Problem set.
**A)** From the TimedeltaIndex thread, quote the stretch from "But that said, I" through "improving to_timedelta later.".
**B)** In the TimedeltaIndex thread, translate this sentence into Spanish: "It can be difficult to tell exactly what is handled within the to_timedelta calls because there are two of them reached under separate conditions, and most of the relevant logic is then done again below that anyway."

Source text.
TomAugspurger commented Nov 7, 2018 •

edited

Loading

this is really preventing foot shooting

I do realize my argument of "but NumPy allows it" isn't great :)

In [3]: np.array([1, np.nan]).astype(int)
Out[3]: array([                   1, -9223372036854775808])

setting aside the TDI(ndarray[timedelta64]) stuff. I think the important question is whether we want

Does not significantly change the TimedeltaArray constructor; in an upcoming step we can move much of the logic there and have the TDI constructor wrap a/the TDA constructor.

@jbrockmendel By "constructor" do you mean TimedeltaArray.__init__, or just a generic term for creating a TimedeltaArray from some input?

Member Author

jbrockmendel commented Nov 7, 2018

@jorisvandenbossche

But that said, I think some of those things (eg the float handling) should actually be fixed in to_timedelta, and not here,

It can be difficult to tell exactly what is handled within the to_timedelta calls because there are two of them reached under separate conditions, and most of the relevant logic is then done again below that anyway. I'd be +1 on improving to_timedelta later.

as also mentioned in the other PR, Tom and I assumed that the consensus was to not do this (keep the TDA constructor simple), so if you still want to do this, please respond to the issue I linked then: #23212

I'll restate my opinion there when I'm ready, thank you. I avoided changing the Array constructors specifically to avoid this being an issue; really shouldn't have mentioned it all in the OP.

Member Author

jbrockmendel commented Nov 7, 2018

I think the important question is whether we want [...] By "constructor" do you mean TimedeltaArray.init, or just a generic term for creating a TimedeltaArray from some input?

@TomAugspurger same as above; that is an important question, but I went out of my way to keep it totally orthogonal to this PR.

Member Author

jbrockmendel commented Nov 7, 2018

It sounds like the discussion w/r/t TimedeltaIndex(np.array(dti)) has resolved itself overnight with an agreement that there should be a deprecation before a TypeError. Am I reading the room correctly?

Contributor

TomAugspurger commented Nov 7, 2018

It sounds like the discussion w/r/t TimedeltaIndex(np.array(dti)) has resolved itself overnight with an agreement that there should be a deprecation before a TypeError. Am I reading the room correctly?

I think so.

I'll restate my opinion there when I'm ready, thank you. I avoided changing the Array constructors specifically to avoid this being an issue; really

Ok. I think I saw "refactor TimedeltaIndex.__new__" and thought it meant something closer to what we did for PeriodIndex.__new__, but we may not be there yet.

Recorded information.
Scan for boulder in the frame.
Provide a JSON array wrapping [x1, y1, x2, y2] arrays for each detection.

The responses.
**A)**
But that said, I think some of those things (eg the float handling) should actually be fixed in to_timedelta, and not here,

It can be difficult to tell exactly what is handled within the to_timedelta calls because there are two of them reached under separate conditions, and most of the relevant logic is then done again below that anyway. I'd be +1 on improving to_timedelta later.

**B)** Puede ser difícil saber con exactitud qué se maneja dentro de las llamadas a to_timedelta, porque hay dos a las que se llega en condiciones distintas, y de todos modos la mayor parte de la lógica relevante se vuelve a hacer más abajo.